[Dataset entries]
________________________

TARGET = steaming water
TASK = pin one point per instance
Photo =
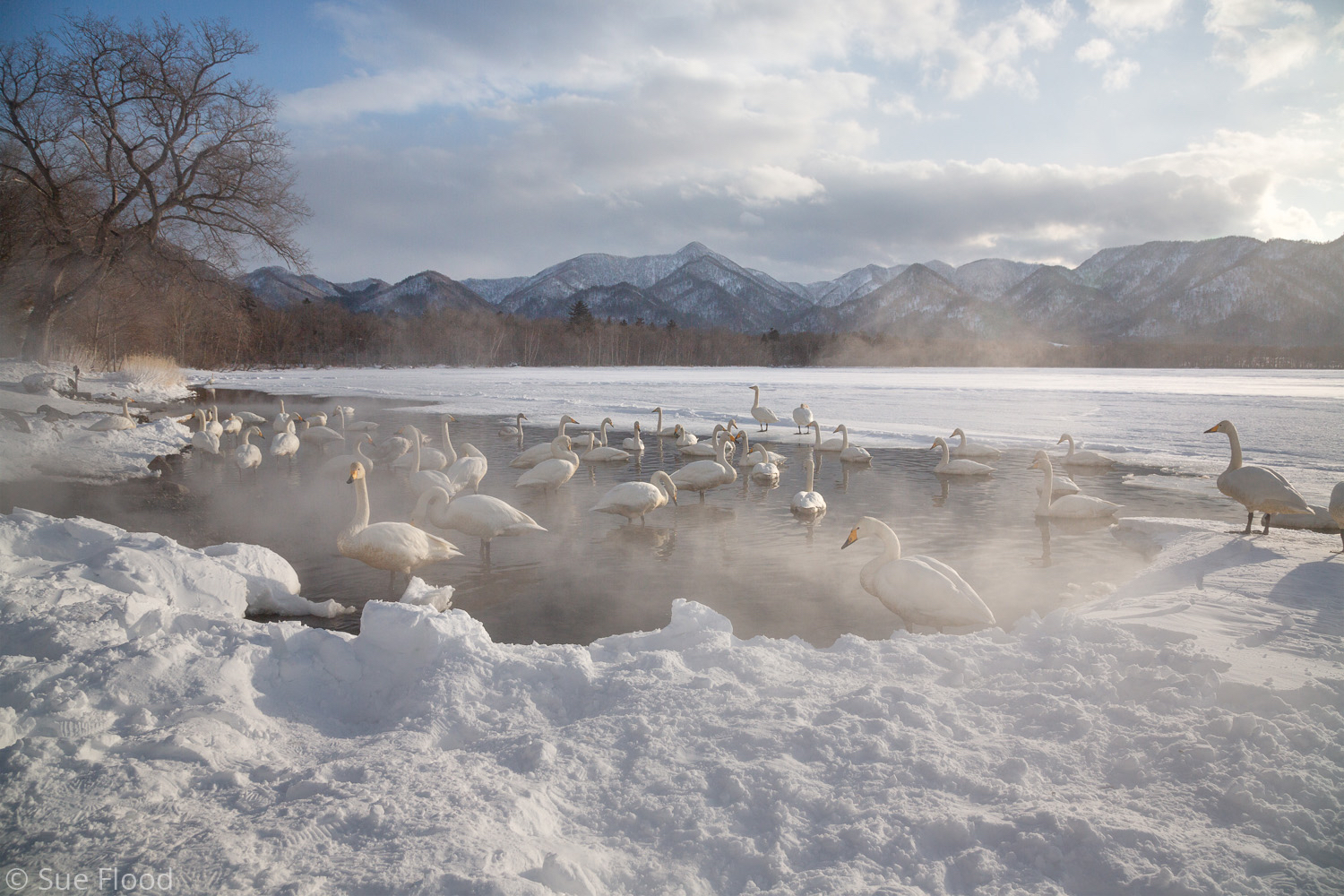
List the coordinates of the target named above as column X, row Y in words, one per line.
column 739, row 552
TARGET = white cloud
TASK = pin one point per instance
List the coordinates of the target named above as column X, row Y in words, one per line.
column 1129, row 16
column 1096, row 51
column 1263, row 39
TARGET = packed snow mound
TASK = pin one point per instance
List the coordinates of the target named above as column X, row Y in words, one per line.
column 58, row 575
column 1069, row 755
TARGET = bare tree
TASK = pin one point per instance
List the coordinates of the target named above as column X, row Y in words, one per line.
column 139, row 140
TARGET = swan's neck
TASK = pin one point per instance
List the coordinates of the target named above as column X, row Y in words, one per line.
column 360, row 520
column 1236, row 447
column 1047, row 490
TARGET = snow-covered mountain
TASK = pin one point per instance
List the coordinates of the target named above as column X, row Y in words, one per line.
column 1230, row 289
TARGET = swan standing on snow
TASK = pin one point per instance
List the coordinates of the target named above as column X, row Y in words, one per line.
column 123, row 421
column 659, row 430
column 480, row 514
column 247, row 455
column 702, row 476
column 763, row 471
column 636, row 498
column 808, row 504
column 961, row 466
column 1074, row 506
column 830, row 445
column 604, row 452
column 634, row 444
column 972, row 449
column 285, row 443
column 553, row 473
column 538, row 452
column 851, row 452
column 1083, row 458
column 397, row 547
column 803, row 417
column 1338, row 512
column 917, row 589
column 762, row 416
column 422, row 479
column 1255, row 487
column 202, row 440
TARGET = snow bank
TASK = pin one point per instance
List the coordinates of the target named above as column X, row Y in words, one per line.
column 1073, row 754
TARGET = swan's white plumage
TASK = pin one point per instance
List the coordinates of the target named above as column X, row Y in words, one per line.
column 1255, row 487
column 1073, row 506
column 918, row 589
column 1085, row 457
column 961, row 466
column 397, row 547
column 636, row 498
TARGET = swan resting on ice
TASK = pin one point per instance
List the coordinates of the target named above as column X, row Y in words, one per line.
column 1257, row 487
column 917, row 589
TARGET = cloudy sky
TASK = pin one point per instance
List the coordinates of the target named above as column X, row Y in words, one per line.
column 800, row 137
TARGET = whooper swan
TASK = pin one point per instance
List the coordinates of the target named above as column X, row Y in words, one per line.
column 480, row 514
column 917, row 589
column 1074, row 506
column 397, row 547
column 636, row 498
column 1257, row 487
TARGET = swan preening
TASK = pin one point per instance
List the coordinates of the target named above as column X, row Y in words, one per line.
column 961, row 466
column 1083, row 458
column 967, row 447
column 115, row 422
column 808, row 504
column 480, row 514
column 1255, row 487
column 1075, row 506
column 762, row 416
column 397, row 547
column 917, row 589
column 637, row 498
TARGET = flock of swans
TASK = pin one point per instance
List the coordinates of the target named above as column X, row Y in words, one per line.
column 445, row 485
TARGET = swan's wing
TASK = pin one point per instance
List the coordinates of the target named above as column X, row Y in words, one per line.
column 927, row 591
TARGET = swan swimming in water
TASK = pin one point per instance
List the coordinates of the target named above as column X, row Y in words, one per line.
column 801, row 417
column 808, row 505
column 917, row 589
column 702, row 476
column 397, row 547
column 1083, row 458
column 967, row 447
column 480, row 514
column 1074, row 506
column 961, row 466
column 636, row 498
column 1255, row 487
column 538, row 452
column 115, row 422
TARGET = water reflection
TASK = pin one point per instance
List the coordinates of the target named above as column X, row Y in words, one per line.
column 590, row 575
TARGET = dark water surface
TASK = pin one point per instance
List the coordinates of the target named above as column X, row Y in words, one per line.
column 593, row 575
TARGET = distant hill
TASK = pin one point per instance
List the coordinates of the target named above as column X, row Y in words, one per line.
column 1234, row 289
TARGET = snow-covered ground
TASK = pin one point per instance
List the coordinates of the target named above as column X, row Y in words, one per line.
column 1182, row 734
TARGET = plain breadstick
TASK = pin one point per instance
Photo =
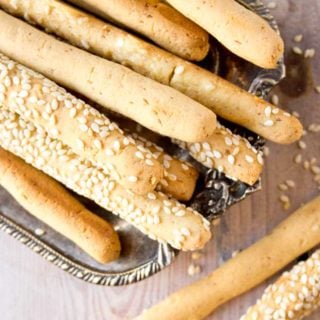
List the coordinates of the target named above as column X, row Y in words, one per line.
column 156, row 21
column 224, row 98
column 228, row 153
column 180, row 177
column 239, row 29
column 157, row 107
column 51, row 203
column 84, row 129
column 294, row 236
column 295, row 295
column 162, row 219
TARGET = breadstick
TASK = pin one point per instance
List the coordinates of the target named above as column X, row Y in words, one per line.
column 239, row 29
column 157, row 107
column 180, row 177
column 224, row 98
column 228, row 153
column 78, row 125
column 294, row 236
column 161, row 218
column 294, row 295
column 51, row 203
column 156, row 21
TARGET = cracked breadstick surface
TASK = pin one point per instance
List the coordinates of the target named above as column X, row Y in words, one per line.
column 291, row 238
column 47, row 200
column 84, row 129
column 157, row 21
column 156, row 106
column 162, row 219
column 228, row 153
column 217, row 94
column 239, row 29
column 295, row 295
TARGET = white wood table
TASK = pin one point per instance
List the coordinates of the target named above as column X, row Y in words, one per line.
column 31, row 288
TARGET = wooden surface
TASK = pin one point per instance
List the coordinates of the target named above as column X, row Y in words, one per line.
column 32, row 288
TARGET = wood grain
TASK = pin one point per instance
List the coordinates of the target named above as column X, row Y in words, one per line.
column 32, row 288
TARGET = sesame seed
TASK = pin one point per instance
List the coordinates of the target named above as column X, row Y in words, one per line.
column 297, row 159
column 179, row 69
column 228, row 141
column 217, row 154
column 193, row 270
column 290, row 183
column 231, row 159
column 268, row 123
column 132, row 178
column 267, row 111
column 149, row 162
column 97, row 144
column 298, row 38
column 275, row 100
column 185, row 167
column 283, row 187
column 139, row 155
column 297, row 50
column 271, row 5
column 309, row 53
column 260, row 158
column 249, row 159
column 109, row 152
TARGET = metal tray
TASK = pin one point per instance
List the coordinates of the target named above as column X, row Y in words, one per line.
column 142, row 257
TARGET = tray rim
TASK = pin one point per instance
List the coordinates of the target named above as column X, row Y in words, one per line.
column 261, row 86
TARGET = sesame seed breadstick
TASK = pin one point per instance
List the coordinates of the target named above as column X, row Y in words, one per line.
column 294, row 295
column 157, row 107
column 157, row 21
column 51, row 203
column 222, row 97
column 239, row 29
column 228, row 153
column 180, row 177
column 161, row 218
column 291, row 238
column 81, row 127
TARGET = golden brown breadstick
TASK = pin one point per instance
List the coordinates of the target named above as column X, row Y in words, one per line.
column 294, row 236
column 162, row 219
column 180, row 177
column 107, row 41
column 84, row 129
column 294, row 295
column 157, row 107
column 51, row 203
column 239, row 29
column 157, row 21
column 228, row 153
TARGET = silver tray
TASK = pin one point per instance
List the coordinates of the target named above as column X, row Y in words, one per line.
column 142, row 257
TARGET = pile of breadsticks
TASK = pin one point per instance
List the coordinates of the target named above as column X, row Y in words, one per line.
column 74, row 143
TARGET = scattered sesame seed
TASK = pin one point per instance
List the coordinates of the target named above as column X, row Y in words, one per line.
column 267, row 112
column 132, row 178
column 297, row 50
column 179, row 69
column 298, row 158
column 298, row 38
column 249, row 159
column 193, row 270
column 268, row 123
column 39, row 232
column 309, row 53
column 275, row 100
column 302, row 145
column 271, row 5
column 290, row 183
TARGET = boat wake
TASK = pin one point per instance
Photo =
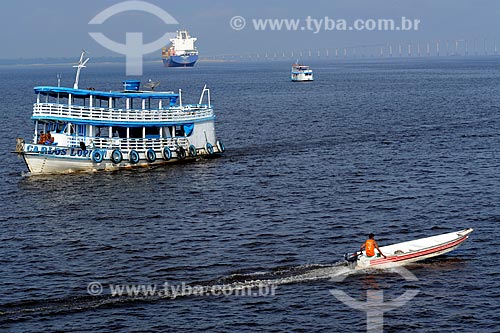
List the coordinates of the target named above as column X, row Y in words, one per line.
column 228, row 285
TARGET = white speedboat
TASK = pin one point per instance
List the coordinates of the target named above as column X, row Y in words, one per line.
column 407, row 252
column 301, row 73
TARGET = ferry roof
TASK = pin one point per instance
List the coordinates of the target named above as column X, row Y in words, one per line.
column 85, row 93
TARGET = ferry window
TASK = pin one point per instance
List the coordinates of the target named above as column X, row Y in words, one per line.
column 102, row 132
column 179, row 130
column 121, row 131
column 120, row 104
column 136, row 132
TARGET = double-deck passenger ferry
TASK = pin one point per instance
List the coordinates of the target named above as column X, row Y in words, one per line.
column 90, row 130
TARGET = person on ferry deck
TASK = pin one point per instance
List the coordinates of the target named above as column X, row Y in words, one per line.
column 370, row 245
column 49, row 139
column 41, row 138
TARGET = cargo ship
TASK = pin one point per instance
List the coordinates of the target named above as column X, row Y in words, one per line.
column 181, row 52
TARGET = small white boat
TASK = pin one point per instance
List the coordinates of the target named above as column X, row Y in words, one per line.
column 301, row 73
column 407, row 252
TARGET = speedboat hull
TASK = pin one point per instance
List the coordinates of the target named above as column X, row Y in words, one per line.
column 408, row 252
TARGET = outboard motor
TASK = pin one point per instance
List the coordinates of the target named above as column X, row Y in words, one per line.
column 351, row 257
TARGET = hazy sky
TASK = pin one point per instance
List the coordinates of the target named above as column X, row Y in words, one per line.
column 55, row 28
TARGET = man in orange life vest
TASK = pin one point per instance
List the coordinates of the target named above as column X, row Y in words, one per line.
column 370, row 245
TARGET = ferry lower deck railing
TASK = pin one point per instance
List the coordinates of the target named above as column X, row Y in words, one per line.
column 129, row 144
column 170, row 114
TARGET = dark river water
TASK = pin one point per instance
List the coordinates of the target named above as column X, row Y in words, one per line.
column 404, row 149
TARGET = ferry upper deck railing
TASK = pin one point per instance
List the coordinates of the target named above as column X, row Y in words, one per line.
column 124, row 144
column 171, row 114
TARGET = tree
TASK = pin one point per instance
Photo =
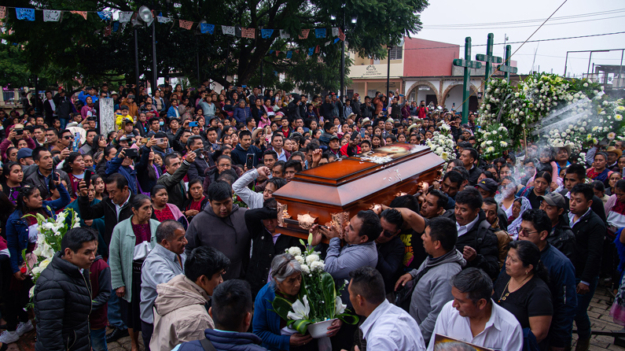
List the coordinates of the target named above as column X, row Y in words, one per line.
column 78, row 49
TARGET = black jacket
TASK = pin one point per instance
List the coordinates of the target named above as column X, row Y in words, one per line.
column 107, row 209
column 562, row 238
column 367, row 111
column 390, row 258
column 474, row 174
column 597, row 205
column 481, row 238
column 589, row 234
column 263, row 248
column 62, row 307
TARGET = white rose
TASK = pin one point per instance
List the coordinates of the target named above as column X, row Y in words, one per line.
column 305, row 268
column 295, row 251
column 317, row 266
column 312, row 258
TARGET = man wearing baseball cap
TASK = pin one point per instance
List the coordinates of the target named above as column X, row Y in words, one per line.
column 561, row 236
column 488, row 189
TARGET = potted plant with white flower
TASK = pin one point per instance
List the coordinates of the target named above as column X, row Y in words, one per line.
column 319, row 302
column 51, row 232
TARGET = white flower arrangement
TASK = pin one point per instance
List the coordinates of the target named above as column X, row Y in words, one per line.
column 318, row 300
column 51, row 232
column 443, row 144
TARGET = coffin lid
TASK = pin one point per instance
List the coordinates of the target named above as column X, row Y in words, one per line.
column 344, row 182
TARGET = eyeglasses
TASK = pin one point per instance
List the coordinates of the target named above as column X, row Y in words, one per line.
column 526, row 232
column 387, row 233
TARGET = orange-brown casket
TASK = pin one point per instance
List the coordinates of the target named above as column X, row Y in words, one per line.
column 332, row 193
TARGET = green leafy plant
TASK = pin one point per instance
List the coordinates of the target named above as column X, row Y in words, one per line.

________________________

Directions :: Where the string "orange" turns up in a line of the data above, copy that whole line.

Your solution ::
TARGET = man in orange life vest
TARGET = orange-brown casket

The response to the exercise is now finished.